Quellenauszug:

----

Schattenblick →INFOPOOL →UMWELT → INTERNATIONALES

ENERGIE/076: Indien - Solarenergie entsteht über dem Wasser (DGVN)


DGVN Webseite - Den Klimawandel bekämpfen
ergiefragen & Treibhausgase - 16.01.2015

Indien: Solarenergie entsteht über dem Wasser

von Frank Kürschner-Pelkmann [1]



"Indien ist in einer einzigartigen Position, eine führende Rolle bei Nachhaltigkeit, Energieeffizienz und Bekämpfung des Klimawandels zu übernehmen." Dies betonte UN-Generalsekretär Ban Ki-moon am 11. Januar 2015 in einer Ansprache [2] vor einem Wirtschaftsforum im indischen Bundesstaat Gujarat.

Ban Ki-moon betonte gleichzeitig: "Indien sollte ein ambitioniertes Ziel zur Reduzierung der CO2-Emissionen bekannt geben." Hintergrund ist, dass Indien im Gegensatz zu anderen Industrie- und Schwellenländern noch nicht angekündigt hat, welchen Beitrag das Land in den kommenden Jahren zur Reduzierung der klimaschädlichen Emissionen leisten will. Vor allem, nachdem neben der EU nun auch die USA und China ihre Reduzierungspläne bekannt gegeben haben, steht Indien unter Druck, eigene Pläne zu veröffentlichen.

Indien hat bereits deutlich gemacht, dass der Klimaschutz nicht zulasten der Armutsbekämpfung gehen darf. Dies griff der UN-Generalsekretär auf, als er in Gujarat erklärte: "2015 ist ein historisches und äußerst wichtiges Jahr für die Menschheit, weil es die Zeit einleiten kann, in der durch eine nachhaltige Entwicklung die Armut überwunden und die schlimmsten Auswirkungen des Klimawandels abgewendet werden." In diesem Jahr sollen die neuen nachhaltigen Entwicklungsziele vereinbart und bei der UN-Klimakonferenz in Paris ein internationales Klimaabkommen unterzeichnet werden.

----

Zeilen zur Positionsbestimmung

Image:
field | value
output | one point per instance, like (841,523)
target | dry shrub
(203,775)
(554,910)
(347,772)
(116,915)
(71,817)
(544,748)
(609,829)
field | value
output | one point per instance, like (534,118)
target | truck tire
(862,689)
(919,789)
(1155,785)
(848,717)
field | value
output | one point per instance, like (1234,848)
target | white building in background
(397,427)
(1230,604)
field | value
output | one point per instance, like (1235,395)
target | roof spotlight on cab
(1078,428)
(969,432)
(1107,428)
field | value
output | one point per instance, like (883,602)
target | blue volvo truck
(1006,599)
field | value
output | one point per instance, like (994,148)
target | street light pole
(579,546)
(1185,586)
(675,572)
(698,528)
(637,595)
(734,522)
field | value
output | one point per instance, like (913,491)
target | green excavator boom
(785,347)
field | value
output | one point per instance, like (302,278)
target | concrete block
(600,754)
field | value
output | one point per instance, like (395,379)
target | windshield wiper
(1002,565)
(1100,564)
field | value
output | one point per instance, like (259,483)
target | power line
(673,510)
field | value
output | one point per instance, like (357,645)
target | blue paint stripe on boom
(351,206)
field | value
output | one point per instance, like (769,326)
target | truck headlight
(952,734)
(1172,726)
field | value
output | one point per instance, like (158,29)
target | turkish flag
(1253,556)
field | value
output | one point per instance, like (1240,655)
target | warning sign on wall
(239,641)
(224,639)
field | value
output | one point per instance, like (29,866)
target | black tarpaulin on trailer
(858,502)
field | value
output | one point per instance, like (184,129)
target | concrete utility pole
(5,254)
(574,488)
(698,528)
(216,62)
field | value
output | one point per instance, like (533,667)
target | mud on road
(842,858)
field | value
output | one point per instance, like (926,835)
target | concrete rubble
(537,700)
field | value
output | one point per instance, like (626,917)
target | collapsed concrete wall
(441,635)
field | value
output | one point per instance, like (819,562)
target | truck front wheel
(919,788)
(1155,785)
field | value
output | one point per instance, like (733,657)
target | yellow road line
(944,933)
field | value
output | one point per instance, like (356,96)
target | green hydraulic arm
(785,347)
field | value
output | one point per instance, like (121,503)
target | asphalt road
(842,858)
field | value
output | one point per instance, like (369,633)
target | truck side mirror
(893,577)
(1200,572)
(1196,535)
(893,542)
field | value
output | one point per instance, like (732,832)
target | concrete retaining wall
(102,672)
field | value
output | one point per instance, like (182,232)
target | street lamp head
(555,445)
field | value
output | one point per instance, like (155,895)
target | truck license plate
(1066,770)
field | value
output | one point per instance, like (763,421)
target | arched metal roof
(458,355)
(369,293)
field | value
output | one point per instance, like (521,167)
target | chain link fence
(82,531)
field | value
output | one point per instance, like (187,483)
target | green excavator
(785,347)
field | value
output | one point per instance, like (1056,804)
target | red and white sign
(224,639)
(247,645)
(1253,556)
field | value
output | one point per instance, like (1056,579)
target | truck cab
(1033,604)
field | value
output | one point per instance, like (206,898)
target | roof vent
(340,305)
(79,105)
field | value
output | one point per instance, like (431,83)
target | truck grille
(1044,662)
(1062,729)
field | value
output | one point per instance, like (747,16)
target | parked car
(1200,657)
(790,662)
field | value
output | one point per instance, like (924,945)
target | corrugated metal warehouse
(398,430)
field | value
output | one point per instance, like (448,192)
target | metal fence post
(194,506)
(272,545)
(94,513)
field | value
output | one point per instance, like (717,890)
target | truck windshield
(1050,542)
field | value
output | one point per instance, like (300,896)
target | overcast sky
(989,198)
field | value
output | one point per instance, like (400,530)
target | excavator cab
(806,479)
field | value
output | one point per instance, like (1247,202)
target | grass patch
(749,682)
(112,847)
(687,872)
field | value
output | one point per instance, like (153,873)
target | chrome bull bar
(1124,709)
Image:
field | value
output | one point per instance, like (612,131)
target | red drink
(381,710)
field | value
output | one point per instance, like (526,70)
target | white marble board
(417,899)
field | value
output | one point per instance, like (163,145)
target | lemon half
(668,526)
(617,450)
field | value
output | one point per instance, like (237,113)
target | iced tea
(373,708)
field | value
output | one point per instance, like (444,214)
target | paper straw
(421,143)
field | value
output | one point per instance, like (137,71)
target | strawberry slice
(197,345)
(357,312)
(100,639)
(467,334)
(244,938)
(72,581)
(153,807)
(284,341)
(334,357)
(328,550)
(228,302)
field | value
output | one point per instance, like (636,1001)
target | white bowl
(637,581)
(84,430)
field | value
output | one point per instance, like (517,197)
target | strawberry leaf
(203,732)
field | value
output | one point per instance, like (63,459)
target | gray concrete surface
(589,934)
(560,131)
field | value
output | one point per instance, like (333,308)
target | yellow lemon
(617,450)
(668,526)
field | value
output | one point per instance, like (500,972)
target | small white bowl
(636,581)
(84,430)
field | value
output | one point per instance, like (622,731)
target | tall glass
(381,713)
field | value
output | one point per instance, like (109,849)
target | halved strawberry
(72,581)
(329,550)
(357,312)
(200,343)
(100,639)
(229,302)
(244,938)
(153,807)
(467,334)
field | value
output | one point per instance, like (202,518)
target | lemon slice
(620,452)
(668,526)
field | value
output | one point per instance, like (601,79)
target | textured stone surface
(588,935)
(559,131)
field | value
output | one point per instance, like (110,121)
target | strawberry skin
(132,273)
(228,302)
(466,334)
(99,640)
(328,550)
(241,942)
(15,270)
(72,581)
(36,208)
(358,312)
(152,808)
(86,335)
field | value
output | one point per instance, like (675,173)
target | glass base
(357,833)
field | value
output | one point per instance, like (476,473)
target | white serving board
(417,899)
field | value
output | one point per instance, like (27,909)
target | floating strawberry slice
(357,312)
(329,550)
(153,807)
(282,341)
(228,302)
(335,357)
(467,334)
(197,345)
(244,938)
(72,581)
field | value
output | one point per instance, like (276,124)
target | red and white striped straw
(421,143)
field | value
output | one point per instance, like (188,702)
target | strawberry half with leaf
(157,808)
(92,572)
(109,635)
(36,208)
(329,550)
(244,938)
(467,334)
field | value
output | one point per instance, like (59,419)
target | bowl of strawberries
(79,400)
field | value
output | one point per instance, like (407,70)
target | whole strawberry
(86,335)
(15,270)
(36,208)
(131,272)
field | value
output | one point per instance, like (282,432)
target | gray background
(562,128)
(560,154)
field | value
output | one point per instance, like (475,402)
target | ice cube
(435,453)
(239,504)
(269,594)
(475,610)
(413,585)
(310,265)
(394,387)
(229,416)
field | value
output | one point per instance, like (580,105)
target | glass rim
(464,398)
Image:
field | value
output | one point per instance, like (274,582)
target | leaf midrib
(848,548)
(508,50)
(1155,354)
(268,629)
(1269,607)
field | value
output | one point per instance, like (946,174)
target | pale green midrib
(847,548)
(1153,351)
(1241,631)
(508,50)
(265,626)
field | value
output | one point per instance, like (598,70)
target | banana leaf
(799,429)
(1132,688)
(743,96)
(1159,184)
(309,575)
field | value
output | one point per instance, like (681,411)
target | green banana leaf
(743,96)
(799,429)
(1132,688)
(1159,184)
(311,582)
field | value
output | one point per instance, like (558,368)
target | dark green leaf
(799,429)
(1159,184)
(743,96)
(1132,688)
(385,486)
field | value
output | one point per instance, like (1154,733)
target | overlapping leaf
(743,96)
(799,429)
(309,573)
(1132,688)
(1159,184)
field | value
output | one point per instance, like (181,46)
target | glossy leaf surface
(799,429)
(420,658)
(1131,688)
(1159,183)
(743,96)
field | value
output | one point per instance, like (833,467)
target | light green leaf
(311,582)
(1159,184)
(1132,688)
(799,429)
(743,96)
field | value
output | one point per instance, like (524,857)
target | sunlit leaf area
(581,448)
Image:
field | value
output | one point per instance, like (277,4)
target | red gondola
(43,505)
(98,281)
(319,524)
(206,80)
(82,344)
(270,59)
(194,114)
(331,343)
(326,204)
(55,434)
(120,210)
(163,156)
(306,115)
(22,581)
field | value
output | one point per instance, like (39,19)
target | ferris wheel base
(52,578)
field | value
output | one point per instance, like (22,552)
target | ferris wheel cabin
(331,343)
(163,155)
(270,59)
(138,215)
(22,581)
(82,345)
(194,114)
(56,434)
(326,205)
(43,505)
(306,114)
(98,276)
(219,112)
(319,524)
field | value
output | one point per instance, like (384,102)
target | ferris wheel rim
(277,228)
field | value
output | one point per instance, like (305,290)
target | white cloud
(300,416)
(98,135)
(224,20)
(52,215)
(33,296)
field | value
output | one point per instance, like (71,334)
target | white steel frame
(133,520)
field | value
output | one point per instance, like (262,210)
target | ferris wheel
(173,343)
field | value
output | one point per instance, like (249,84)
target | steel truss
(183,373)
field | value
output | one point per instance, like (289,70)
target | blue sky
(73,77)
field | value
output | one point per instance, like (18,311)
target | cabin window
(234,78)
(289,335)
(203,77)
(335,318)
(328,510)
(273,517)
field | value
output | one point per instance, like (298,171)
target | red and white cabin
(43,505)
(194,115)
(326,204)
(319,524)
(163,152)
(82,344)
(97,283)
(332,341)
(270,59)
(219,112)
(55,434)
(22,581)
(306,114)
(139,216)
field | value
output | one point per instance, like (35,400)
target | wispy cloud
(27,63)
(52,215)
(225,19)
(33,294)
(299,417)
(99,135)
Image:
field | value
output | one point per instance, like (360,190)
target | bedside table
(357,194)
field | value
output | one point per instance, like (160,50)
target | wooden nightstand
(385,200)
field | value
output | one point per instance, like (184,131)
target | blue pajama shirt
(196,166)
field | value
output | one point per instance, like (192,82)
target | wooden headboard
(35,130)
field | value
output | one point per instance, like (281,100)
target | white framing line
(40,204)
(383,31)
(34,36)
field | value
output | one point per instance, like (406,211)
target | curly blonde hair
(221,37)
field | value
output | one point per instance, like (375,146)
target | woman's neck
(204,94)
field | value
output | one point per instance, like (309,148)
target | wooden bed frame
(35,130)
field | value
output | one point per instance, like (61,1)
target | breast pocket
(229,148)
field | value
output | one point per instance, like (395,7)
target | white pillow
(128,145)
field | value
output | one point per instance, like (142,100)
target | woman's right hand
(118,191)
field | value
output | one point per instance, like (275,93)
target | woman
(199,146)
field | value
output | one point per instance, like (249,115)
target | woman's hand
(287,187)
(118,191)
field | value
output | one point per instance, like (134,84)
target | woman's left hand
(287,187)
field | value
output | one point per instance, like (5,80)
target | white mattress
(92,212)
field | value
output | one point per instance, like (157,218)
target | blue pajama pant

----

Kopieren Sie bitte den gesamten Quellenauszug Wort für Wort. Die Zeilen stehen in keinem Zusammenhang mit dem Quellenauszug.

Schattenblick →INFOPOOL →UMWELT → INTERNATIONALES

ENERGIE/076: Indien - Solarenergie entsteht über dem Wasser (DGVN)


DGVN Webseite - Den Klimawandel bekämpfen
ergiefragen & Treibhausgase - 16.01.2015

Indien: Solarenergie entsteht über dem Wasser

von Frank Kürschner-Pelkmann [1]



"Indien ist in einer einzigartigen Position, eine führende Rolle bei Nachhaltigkeit, Energieeffizienz und Bekämpfung des Klimawandels zu übernehmen." Dies betonte UN-Generalsekretär Ban Ki-moon am 11. Januar 2015 in einer Ansprache [2] vor einem Wirtschaftsforum im indischen Bundesstaat Gujarat.

Ban Ki-moon betonte gleichzeitig: "Indien sollte ein ambitioniertes Ziel zur Reduzierung der CO2-Emissionen bekannt geben." Hintergrund ist, dass Indien im Gegensatz zu anderen Industrie- und Schwellenländern noch nicht angekündigt hat, welchen Beitrag das Land in den kommenden Jahren zur Reduzierung der klimaschädlichen Emissionen leisten will. Vor allem, nachdem neben der EU nun auch die USA und China ihre Reduzierungspläne bekannt gegeben haben, steht Indien unter Druck, eigene Pläne zu veröffentlichen.

Indien hat bereits deutlich gemacht, dass der Klimaschutz nicht zulasten der Armutsbekämpfung gehen darf. Dies griff der UN-Generalsekretär auf, als er in Gujarat erklärte: "2015 ist ein historisches und äußerst wichtiges Jahr für die Menschheit, weil es die Zeit einleiten kann, in der durch eine nachhaltige Entwicklung die Armut überwunden und die schlimmsten Auswirkungen des Klimawandels abgewendet werden." In diesem Jahr sollen die neuen nachhaltigen Entwicklungsziele vereinbart und bei der UN-Klimakonferenz in Paris ein internationales Klimaabkommen unterzeichnet werden.